▶ Work instructions:
Can you copy the material below line for line, changing nothing?

▶ Data lines:
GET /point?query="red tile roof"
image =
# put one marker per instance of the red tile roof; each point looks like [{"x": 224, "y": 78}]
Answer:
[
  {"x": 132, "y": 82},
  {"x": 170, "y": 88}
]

▶ Answer to the exercise:
GET /point?query="red tile roof"
image =
# put one marker per instance of the red tile roof; each point looks like [{"x": 224, "y": 78}]
Answer:
[
  {"x": 132, "y": 82},
  {"x": 170, "y": 88}
]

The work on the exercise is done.